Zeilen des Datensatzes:
────────────────────────────────────────

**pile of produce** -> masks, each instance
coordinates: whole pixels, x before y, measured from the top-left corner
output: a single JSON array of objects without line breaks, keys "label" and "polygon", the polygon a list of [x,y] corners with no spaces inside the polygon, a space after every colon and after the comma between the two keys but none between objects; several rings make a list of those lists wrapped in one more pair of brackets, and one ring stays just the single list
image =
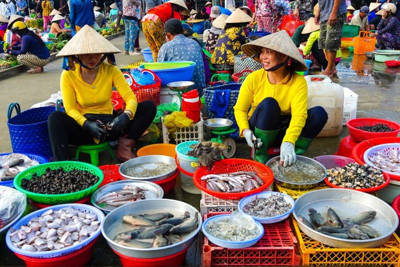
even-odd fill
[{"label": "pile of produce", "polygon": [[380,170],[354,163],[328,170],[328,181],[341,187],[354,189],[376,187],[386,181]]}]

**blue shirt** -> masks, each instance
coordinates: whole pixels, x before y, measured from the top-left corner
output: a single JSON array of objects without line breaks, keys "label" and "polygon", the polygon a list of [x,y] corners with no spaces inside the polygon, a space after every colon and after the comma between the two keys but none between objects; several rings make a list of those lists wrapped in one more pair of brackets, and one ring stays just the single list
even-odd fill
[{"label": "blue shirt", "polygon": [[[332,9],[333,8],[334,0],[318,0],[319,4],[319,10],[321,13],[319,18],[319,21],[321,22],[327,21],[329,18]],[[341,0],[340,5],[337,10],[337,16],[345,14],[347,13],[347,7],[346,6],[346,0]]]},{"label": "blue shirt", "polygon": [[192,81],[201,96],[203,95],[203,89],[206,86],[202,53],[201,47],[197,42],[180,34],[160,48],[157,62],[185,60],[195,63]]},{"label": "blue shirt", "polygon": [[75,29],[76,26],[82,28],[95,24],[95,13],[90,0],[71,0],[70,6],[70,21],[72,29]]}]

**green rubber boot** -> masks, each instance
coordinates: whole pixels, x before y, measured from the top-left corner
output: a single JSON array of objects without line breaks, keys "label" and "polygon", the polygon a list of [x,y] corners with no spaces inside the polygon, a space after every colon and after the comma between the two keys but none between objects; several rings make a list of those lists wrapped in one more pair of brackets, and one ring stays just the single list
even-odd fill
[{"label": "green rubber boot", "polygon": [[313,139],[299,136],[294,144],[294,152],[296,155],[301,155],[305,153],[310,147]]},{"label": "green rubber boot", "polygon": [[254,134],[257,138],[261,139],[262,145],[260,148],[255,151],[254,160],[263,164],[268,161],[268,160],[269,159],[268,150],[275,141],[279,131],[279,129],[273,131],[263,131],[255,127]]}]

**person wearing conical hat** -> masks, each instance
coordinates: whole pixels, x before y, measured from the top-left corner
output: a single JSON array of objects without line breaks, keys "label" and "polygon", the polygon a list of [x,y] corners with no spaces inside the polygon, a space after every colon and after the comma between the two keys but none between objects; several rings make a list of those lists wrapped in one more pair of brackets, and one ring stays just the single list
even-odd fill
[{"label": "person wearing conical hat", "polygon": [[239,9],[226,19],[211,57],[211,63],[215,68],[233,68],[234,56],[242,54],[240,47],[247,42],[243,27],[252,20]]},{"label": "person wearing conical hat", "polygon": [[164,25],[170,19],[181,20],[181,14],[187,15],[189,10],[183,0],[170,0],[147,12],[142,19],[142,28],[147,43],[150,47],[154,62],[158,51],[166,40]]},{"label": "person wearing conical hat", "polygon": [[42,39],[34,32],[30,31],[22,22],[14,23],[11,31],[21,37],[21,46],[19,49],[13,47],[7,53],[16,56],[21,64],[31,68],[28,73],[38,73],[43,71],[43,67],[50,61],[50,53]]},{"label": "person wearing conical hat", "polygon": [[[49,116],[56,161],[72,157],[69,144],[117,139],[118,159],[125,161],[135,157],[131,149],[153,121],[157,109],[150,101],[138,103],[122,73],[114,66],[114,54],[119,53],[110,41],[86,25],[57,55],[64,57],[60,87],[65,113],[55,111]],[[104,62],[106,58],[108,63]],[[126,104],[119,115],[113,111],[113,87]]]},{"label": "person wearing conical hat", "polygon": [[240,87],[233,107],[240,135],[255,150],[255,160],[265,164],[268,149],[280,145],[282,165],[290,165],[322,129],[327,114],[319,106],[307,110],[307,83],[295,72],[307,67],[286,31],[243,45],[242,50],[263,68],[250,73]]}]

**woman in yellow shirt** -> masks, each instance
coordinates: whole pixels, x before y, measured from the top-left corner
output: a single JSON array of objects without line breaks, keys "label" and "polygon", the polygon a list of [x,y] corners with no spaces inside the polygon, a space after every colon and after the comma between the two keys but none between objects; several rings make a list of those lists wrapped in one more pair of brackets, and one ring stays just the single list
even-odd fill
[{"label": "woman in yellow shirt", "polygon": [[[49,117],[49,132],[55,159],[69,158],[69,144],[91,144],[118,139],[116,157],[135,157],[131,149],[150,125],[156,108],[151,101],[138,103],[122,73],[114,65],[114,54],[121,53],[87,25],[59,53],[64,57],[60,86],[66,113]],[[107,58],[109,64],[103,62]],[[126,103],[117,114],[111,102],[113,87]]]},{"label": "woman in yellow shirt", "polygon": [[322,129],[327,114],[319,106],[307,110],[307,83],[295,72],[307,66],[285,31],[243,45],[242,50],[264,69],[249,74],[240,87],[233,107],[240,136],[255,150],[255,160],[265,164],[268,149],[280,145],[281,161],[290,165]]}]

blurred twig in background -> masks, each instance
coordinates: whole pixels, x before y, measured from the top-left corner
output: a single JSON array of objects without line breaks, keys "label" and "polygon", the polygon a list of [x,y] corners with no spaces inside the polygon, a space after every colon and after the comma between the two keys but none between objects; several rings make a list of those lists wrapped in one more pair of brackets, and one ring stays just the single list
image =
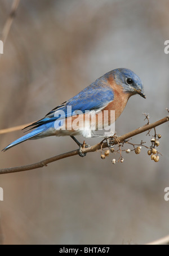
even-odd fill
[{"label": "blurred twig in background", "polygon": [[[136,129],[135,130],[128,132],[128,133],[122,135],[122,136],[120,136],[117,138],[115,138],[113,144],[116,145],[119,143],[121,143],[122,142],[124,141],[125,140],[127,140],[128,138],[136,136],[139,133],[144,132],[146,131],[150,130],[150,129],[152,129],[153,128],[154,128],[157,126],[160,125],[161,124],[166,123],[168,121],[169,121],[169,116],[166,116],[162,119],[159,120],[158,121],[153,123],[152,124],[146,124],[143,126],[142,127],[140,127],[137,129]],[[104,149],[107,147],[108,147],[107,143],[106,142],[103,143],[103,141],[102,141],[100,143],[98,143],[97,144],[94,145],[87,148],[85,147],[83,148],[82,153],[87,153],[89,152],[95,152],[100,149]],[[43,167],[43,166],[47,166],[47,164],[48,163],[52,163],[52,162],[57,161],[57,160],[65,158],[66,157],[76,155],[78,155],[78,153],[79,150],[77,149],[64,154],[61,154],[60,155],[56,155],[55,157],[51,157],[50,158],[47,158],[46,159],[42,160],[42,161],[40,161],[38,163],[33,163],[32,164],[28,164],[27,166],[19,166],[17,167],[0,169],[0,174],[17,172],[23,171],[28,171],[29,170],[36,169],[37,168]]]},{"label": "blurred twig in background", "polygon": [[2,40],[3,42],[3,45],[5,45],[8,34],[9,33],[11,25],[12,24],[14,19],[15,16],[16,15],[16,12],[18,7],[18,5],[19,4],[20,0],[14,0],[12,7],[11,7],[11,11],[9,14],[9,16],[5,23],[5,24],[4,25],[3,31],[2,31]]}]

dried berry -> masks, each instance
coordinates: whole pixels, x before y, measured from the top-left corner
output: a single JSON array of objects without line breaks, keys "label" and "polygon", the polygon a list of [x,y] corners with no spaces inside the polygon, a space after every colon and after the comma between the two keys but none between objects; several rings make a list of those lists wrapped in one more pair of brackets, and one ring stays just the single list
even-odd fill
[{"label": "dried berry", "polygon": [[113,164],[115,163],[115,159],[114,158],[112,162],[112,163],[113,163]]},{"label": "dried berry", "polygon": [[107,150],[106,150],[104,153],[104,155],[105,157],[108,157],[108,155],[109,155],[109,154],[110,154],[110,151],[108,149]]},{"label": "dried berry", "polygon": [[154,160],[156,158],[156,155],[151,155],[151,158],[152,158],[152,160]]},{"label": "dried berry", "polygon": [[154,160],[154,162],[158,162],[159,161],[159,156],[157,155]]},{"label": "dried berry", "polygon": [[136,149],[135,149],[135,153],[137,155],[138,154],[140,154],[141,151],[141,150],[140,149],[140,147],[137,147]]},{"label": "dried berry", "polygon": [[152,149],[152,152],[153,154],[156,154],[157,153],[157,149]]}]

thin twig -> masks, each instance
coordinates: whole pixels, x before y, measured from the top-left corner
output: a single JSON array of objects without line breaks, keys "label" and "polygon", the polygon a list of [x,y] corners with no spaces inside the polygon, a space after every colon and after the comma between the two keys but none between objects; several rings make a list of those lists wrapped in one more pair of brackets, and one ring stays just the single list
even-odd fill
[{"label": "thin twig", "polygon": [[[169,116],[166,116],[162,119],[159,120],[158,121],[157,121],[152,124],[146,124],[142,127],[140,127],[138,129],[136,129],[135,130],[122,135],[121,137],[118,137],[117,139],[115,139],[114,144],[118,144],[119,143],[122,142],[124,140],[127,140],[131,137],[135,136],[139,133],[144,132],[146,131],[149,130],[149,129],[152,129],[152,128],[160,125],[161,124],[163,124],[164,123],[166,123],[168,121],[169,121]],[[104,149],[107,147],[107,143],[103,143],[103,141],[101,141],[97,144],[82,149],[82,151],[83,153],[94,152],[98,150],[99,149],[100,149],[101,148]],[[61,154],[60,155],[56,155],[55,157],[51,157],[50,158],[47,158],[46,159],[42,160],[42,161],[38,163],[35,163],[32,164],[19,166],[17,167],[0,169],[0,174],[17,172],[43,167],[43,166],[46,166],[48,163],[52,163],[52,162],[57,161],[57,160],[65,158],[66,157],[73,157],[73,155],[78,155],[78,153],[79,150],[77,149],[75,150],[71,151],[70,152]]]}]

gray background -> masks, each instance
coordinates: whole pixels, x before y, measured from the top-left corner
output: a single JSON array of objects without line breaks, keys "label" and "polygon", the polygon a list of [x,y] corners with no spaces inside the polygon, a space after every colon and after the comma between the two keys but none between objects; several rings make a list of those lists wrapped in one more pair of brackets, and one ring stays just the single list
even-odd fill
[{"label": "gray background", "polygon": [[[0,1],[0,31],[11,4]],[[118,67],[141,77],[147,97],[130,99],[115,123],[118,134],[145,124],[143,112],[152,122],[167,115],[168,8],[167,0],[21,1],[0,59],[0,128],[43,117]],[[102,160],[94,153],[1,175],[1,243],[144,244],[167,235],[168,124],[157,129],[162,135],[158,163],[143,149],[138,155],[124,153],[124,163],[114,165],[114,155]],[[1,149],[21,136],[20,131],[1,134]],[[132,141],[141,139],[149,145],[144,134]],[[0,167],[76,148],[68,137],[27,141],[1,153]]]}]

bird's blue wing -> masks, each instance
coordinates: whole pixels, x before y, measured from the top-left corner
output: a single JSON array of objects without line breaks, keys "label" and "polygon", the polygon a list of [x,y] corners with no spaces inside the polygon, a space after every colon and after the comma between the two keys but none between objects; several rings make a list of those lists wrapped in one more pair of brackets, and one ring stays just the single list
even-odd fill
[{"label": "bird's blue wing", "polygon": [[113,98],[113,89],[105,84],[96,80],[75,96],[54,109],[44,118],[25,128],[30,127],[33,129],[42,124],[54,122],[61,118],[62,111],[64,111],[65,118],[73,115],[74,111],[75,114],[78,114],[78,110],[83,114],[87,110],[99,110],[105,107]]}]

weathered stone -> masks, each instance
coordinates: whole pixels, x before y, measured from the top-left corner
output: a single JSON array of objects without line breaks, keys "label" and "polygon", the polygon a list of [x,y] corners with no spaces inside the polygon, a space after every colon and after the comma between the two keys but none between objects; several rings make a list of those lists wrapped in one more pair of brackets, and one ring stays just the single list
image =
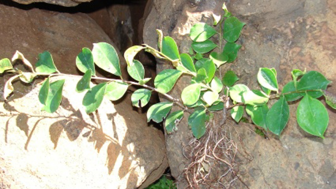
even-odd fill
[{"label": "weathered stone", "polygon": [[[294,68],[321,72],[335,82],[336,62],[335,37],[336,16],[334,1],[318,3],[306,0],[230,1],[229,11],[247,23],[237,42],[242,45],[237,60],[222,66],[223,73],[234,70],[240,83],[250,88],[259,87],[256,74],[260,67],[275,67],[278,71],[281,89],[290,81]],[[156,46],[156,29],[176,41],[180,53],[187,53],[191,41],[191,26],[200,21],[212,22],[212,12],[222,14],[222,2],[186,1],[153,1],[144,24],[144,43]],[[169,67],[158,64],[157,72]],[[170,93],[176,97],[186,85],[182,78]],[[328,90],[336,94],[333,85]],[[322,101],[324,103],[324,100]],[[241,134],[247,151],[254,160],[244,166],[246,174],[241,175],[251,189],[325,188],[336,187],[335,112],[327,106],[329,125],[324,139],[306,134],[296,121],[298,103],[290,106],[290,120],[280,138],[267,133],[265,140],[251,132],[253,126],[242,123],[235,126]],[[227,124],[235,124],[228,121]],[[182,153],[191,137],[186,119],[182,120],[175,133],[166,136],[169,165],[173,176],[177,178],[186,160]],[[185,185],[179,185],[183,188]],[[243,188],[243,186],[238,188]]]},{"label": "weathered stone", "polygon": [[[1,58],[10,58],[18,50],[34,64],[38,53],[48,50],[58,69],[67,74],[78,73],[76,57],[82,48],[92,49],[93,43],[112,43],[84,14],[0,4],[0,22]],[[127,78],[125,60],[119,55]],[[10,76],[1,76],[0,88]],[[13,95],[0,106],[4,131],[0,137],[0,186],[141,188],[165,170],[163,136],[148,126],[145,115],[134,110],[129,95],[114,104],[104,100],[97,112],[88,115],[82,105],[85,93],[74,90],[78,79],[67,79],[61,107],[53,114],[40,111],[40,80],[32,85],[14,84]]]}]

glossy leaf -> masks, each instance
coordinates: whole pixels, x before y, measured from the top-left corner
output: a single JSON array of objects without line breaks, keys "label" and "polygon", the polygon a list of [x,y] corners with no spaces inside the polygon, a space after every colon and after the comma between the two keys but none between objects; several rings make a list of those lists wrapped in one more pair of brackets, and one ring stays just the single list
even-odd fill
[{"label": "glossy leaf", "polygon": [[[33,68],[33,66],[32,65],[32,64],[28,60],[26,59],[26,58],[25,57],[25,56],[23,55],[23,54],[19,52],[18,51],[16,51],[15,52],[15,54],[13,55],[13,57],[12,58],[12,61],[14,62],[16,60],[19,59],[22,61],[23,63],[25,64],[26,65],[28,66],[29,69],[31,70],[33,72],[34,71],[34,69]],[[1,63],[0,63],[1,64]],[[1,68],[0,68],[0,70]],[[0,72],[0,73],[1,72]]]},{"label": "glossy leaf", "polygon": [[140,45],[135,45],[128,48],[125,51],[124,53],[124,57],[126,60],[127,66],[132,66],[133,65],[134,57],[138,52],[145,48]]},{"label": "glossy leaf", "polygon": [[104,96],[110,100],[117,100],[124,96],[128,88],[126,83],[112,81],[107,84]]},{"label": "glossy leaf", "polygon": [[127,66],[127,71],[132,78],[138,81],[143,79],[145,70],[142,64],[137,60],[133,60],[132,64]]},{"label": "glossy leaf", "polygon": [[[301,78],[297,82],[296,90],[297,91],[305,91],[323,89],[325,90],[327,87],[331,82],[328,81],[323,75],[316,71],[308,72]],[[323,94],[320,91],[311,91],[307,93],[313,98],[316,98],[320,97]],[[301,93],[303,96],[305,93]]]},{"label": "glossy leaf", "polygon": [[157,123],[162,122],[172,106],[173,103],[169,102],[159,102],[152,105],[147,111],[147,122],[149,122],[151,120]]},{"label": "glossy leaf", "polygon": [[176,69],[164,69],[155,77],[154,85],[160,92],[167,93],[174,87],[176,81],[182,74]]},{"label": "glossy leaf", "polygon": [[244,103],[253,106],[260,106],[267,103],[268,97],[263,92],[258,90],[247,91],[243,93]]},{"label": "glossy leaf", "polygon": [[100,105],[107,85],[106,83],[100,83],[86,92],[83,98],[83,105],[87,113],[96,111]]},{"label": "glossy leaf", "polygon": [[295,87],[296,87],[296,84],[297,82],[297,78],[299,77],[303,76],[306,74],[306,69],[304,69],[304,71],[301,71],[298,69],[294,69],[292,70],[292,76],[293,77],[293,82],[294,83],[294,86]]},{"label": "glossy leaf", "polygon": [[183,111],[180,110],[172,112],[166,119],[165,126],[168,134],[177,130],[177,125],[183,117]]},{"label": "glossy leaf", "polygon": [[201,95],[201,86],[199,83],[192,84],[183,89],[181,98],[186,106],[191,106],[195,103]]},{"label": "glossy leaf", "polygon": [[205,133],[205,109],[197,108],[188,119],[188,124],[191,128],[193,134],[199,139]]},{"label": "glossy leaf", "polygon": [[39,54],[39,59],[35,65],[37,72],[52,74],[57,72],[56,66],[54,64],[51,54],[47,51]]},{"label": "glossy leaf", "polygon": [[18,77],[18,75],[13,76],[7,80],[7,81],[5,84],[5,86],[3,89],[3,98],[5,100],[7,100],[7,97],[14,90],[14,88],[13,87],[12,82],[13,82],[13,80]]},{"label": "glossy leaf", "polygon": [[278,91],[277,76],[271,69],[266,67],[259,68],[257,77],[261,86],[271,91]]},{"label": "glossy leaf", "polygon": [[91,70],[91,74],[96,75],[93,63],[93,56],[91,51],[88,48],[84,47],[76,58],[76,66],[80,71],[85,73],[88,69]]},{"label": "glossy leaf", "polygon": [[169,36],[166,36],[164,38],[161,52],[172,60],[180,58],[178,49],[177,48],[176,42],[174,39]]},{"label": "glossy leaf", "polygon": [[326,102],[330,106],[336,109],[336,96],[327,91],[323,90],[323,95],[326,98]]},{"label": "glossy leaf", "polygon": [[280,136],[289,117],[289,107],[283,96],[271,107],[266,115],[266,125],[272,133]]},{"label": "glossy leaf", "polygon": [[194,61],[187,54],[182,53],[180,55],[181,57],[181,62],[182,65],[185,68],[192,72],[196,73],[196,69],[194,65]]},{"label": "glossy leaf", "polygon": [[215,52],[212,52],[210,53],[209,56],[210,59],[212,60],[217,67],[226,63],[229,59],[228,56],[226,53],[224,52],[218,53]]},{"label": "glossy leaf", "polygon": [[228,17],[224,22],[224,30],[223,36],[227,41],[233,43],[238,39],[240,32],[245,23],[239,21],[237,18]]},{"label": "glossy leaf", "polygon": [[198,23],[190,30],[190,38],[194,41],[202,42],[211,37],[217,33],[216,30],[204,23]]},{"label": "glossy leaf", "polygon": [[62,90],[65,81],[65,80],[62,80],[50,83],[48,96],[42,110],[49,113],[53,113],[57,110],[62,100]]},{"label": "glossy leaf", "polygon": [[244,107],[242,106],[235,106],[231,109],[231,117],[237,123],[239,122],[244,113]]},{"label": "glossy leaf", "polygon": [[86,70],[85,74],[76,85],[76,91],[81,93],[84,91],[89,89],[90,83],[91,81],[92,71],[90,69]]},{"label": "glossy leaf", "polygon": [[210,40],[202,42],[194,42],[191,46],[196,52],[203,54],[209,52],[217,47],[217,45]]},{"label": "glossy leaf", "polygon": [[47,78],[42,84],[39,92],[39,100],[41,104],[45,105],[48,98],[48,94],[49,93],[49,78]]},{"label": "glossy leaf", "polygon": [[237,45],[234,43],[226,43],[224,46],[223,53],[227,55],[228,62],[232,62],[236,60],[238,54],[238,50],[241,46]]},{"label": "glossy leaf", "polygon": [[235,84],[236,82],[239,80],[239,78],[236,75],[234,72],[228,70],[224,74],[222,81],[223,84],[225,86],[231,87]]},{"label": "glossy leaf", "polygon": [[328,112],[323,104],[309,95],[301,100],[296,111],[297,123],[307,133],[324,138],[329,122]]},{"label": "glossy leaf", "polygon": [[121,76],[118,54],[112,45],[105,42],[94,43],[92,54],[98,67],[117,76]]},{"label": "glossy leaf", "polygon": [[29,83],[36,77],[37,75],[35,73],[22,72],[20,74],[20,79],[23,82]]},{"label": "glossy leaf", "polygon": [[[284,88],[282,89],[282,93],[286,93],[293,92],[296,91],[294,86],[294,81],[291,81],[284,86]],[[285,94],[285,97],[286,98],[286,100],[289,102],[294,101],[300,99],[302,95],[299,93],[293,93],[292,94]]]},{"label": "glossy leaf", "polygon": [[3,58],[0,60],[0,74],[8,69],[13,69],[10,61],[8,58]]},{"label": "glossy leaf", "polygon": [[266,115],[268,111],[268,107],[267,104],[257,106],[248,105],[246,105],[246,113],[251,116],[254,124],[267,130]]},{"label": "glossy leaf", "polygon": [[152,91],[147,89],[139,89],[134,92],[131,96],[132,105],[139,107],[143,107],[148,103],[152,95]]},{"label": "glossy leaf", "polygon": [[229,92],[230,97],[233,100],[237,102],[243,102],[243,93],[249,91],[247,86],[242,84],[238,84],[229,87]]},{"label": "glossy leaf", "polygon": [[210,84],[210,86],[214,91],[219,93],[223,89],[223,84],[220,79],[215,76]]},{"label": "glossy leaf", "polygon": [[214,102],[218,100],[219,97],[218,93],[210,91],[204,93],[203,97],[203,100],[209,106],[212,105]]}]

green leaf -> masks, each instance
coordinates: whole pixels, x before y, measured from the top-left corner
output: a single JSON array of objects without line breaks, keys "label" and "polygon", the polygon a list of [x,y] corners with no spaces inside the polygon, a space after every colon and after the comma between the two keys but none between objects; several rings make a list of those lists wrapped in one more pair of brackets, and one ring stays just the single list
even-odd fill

────────────────────────────────────────

*DEINE AUFGABE:* Such aus der Auflistung jede Zeile heraus, in der die Zeichenfolge „produce“ vorkommt, und schreib diese Zeilen ab. Dabei zählt die Groß- und Kleinschreibung.

*ANTWORT:*
**pile of produce** -> masks, each instance
[{"label": "pile of produce", "polygon": [[380,170],[354,163],[328,170],[328,181],[341,187],[354,189],[376,187],[386,181]]}]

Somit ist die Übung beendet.